[[ SOURCE PASSAGE open ]]

The Lost Island

I missed the TV show Lost the first time it aired, but I tried it out over the summer, and it hooked me from the first scene. One of the best parts about the show is the island itself. In the DVD extras, the creators described the show as a central character. In that sense, it’s the main character, the one around which every other character and the main plot revolves.

Yesterday morning, it struck me that I know where and what the island is.

Out of respect for those who don’t wish to read such things before they’re revealed on the show, the details of my theory appear after the break. If I’m right, these are spoilers. If not, I’m just harmlessly blathering. Either way, you’ve been warned.

The island in Lost is Neverland. That’s right, the mythical island from J.M. Barrie’s Peter Pan.

[[ SOURCE PASSAGE closed ]]
[[ RECORD SET open ]]

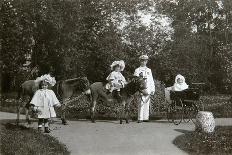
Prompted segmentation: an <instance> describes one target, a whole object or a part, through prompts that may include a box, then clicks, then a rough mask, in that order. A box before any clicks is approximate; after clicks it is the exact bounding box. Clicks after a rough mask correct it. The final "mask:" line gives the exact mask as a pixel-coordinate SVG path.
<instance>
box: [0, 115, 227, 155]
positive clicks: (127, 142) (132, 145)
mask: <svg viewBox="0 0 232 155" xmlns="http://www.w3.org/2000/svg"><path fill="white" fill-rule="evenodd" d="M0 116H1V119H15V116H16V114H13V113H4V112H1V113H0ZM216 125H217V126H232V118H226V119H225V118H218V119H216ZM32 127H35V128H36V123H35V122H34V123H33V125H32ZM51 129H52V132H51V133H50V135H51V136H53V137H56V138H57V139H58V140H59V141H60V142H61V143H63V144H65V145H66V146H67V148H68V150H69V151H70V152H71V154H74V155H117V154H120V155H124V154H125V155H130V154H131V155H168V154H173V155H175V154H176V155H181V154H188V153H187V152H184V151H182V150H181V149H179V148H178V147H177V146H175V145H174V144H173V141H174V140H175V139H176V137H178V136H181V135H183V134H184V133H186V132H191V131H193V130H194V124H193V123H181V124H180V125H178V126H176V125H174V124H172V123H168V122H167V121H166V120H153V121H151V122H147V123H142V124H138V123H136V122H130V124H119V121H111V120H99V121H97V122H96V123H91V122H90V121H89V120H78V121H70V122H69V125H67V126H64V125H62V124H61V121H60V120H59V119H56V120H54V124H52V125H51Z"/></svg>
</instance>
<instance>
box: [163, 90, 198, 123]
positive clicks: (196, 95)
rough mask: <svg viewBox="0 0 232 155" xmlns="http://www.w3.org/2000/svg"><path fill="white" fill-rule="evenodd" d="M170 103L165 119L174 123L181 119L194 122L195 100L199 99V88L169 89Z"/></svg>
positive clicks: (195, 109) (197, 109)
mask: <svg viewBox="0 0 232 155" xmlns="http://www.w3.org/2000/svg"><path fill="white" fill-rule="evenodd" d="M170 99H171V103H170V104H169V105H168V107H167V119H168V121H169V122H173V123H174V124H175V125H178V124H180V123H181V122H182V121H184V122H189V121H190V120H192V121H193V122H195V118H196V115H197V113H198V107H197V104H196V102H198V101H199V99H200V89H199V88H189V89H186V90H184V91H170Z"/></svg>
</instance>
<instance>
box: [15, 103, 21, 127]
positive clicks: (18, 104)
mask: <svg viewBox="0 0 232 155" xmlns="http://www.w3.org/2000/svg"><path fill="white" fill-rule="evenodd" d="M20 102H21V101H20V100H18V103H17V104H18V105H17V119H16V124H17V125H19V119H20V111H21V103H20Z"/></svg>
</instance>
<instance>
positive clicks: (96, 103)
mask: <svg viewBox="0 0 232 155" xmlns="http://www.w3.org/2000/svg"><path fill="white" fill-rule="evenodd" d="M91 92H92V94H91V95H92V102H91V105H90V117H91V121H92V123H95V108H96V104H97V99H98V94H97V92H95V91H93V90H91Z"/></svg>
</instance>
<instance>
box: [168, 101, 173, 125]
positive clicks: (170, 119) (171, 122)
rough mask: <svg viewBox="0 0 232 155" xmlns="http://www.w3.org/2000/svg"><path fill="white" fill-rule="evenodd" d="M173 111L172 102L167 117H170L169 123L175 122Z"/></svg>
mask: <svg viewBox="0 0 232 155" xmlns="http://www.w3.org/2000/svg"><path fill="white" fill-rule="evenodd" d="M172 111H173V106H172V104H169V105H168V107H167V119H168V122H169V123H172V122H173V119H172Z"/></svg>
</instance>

[[ RECORD SET closed ]]

— WHAT TO PRODUCE —
Reproduce the Lost island post word for word, starting with "Out of respect" and going on through "you’ve been warned.". The data has nothing to do with the Lost island post.

— SOLUTION —
Out of respect for those who don’t wish to read such things before they’re revealed on the show, the details of my theory appear after the break. If I’m right, these are spoilers. If not, I’m just harmlessly blathering. Either way, you’ve been warned.